▶ [Exercise details] Copy out the material from the line containing "beige building? Provide a bounding box." down through the line containing "[404,703,437,866]", changing "sign post" to "signpost" and leaving everything else intact. Give only those lines.

━━━ Task input ━━━

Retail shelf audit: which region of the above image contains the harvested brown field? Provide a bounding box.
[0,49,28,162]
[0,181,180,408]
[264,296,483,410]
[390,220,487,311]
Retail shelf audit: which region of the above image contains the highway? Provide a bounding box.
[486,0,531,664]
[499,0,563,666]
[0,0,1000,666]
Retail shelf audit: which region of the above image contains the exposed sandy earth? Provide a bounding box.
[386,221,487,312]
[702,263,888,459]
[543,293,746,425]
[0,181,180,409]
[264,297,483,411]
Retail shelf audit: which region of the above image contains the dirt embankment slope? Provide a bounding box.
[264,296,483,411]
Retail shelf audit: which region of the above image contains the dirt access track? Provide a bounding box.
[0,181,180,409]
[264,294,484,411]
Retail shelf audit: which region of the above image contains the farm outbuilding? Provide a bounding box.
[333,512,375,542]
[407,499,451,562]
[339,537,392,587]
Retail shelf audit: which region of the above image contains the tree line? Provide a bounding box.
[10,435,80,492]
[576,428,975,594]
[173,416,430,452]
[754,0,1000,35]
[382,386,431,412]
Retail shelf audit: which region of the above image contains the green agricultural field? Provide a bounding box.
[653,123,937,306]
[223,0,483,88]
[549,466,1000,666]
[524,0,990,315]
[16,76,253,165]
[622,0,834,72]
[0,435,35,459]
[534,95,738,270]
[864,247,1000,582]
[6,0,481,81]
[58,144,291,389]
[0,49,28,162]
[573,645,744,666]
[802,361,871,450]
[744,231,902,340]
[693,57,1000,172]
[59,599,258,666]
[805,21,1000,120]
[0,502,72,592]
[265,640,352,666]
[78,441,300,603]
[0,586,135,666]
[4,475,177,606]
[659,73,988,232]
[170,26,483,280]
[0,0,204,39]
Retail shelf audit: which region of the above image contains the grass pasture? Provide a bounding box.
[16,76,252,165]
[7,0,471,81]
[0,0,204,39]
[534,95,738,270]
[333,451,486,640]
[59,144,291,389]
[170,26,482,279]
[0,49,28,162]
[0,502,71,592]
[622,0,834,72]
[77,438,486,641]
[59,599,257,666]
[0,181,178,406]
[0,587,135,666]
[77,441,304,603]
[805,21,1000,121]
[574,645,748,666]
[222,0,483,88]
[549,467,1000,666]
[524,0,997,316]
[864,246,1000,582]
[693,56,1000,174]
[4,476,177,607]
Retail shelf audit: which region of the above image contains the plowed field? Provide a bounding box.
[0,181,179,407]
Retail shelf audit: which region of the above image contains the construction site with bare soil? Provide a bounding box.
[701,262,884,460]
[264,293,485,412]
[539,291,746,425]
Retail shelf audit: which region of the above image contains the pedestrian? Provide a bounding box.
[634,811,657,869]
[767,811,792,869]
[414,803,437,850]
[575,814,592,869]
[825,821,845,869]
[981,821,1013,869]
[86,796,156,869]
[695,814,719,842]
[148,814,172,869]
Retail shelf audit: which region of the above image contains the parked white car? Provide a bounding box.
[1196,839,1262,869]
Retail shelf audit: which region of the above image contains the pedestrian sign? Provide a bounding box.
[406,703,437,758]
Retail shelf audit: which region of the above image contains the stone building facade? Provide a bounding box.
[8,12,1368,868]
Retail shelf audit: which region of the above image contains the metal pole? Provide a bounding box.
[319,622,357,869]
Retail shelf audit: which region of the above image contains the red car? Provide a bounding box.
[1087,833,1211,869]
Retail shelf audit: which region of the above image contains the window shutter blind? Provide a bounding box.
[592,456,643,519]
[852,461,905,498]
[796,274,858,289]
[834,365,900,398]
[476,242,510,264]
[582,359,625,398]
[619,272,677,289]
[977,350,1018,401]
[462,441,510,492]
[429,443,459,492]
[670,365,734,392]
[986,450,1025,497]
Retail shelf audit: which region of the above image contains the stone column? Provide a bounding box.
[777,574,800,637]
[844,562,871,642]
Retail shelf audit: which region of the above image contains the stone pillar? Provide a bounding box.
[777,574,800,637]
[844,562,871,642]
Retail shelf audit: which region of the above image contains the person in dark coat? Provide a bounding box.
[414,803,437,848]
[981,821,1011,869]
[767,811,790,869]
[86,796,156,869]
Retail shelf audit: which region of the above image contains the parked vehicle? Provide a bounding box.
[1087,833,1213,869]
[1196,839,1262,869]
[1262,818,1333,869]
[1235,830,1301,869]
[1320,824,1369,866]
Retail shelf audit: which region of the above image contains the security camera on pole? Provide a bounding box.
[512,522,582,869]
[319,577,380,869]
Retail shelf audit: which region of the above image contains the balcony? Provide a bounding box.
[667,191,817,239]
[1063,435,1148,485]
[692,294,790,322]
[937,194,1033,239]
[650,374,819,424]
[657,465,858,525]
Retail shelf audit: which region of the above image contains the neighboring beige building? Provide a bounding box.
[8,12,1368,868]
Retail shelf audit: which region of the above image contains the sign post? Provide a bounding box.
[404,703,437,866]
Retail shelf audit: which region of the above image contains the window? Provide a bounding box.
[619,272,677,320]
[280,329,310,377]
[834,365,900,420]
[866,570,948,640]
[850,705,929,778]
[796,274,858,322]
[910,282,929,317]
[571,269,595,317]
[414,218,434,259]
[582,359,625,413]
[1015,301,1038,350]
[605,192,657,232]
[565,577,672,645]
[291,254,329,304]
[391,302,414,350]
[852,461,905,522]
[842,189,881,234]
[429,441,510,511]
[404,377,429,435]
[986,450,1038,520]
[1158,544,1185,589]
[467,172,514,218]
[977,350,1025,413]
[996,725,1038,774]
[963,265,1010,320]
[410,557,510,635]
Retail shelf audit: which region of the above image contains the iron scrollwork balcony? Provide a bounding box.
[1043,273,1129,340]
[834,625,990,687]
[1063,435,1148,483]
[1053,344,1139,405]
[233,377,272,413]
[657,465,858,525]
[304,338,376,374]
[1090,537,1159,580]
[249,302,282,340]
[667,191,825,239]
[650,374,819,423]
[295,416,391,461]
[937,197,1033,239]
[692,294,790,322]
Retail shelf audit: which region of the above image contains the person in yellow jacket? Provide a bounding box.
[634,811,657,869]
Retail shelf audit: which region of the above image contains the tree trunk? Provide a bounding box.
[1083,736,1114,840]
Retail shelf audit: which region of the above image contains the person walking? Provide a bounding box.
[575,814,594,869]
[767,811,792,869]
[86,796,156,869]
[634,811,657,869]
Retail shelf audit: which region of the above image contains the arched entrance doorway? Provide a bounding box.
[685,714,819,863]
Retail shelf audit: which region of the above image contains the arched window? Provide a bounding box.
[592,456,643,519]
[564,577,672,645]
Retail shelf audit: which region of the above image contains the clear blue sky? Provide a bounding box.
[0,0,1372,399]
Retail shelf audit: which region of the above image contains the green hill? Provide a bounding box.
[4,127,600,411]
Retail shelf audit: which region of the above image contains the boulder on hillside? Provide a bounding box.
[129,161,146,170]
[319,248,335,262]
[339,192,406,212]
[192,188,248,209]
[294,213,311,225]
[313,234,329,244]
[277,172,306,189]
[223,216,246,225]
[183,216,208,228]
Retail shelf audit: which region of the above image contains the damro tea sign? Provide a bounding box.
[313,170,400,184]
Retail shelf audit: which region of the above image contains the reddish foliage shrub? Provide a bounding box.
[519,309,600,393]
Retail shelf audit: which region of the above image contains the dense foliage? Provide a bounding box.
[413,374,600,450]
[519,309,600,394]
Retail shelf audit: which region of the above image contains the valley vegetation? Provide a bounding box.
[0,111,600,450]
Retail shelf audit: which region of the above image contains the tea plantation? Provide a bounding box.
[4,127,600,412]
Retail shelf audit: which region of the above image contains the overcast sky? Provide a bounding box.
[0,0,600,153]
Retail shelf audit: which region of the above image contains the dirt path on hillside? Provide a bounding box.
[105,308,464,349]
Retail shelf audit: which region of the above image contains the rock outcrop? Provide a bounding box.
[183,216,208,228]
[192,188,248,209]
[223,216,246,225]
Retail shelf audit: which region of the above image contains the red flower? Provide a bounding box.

━━━

▶ [Solved problem]
Retail shelf audit: which region of the above image contains the neighboring beige building? Provide a bounding box.
[8,12,1368,868]
Retail shelf audit: which region of the above image contains the signpost? Provide a bounding box.
[404,703,437,866]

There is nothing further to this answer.